Please carry on the passage about mitral stenosis and murmurs that mimic pulmonic insufficiency, beginning right after its final sentence.

╭─ Reading text

Prior to the availability of echocardiography, mitral stenosis patients with (what was thought to be) pulmonic insufficiency sometimes underwent mitral commissurotomy with unfavorable hemodynamic results because the murmur of pulmonic insufficiency turned out to be a murmur of aortic insufficiency.

Once the mitral stenosis was relieved, the aortic insufficiency actually got worse, and the patient deteriorated clinically.

Patients with significant aortic insufficiency will have their murmur accompanied by prominent physical findings; yet, in patients with mitral stenosis, these physical findings may be absent because of the relatively low volume of aortic insufficiency. Furthermore, although the physical findings are prominent, they may not be prominent in every patient beacuse of different body habitus.

Patients with mitral valve disease and accompanying aortic valve disease may have auscultatory findings that wrongly suggest that the murmur is pulmonic in nature. Specifically, the pulmonic component of the second heart sound may be increased in mitral stenosis. When the examiner hears a diastolic murmur in addition to the increased pulmonic component, the logical (alas, mistaken) conclusion would be that this is the Graham Steell murmur of pulmonic insufficiency.

╰─
╭─ Dataset excerpts

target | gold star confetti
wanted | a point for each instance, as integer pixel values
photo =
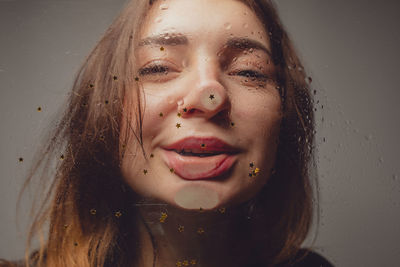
(164, 216)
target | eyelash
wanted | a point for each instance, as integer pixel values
(162, 69)
(251, 74)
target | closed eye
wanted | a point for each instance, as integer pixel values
(251, 74)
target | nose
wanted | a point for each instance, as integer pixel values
(206, 96)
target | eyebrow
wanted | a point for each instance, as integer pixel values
(165, 39)
(246, 44)
(175, 39)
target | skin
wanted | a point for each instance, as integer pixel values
(205, 64)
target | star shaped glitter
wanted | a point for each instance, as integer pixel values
(163, 217)
(256, 171)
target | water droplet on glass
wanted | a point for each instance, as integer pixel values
(228, 26)
(368, 137)
(163, 6)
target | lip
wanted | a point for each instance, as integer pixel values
(199, 168)
(204, 143)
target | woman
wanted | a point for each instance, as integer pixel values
(187, 142)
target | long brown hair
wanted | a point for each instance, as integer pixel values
(87, 201)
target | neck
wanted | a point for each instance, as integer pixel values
(195, 238)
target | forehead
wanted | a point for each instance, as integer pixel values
(199, 19)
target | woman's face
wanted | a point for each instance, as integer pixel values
(207, 77)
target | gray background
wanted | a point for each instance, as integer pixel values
(350, 49)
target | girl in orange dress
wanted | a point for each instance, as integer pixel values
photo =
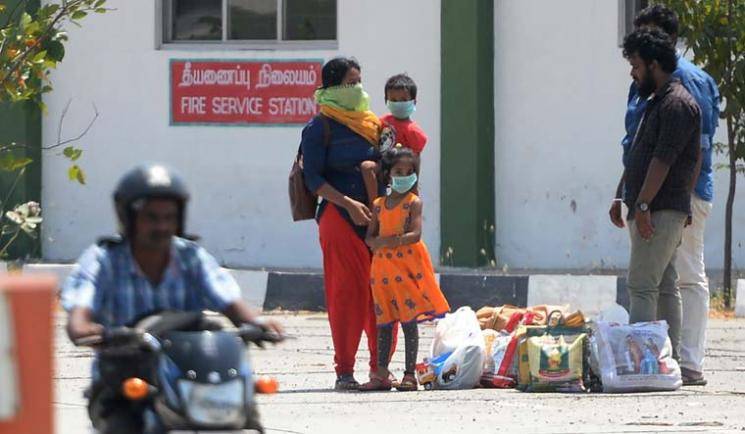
(402, 278)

╰─

■ Output
Using the location of the murmur may sometimes mislead as well. Although aortic insufficiency may be better heard at the upper right sternal border, that is not necessarily always the case. In addition, although it is not supposed to, the murmur of pulmonic insufficiency may not stay confined to the left sternal border and may confound the diagnosis by radiating to the right sternal border.

Therefore, simply using auscultation, one may not make the right differential diagnosis.

With the availability of echocardiography, this is no longer an issue, and one simply needs to incorporate the physical findings together with the echocardiographic evaluation, and with the clinical presentation of the patient.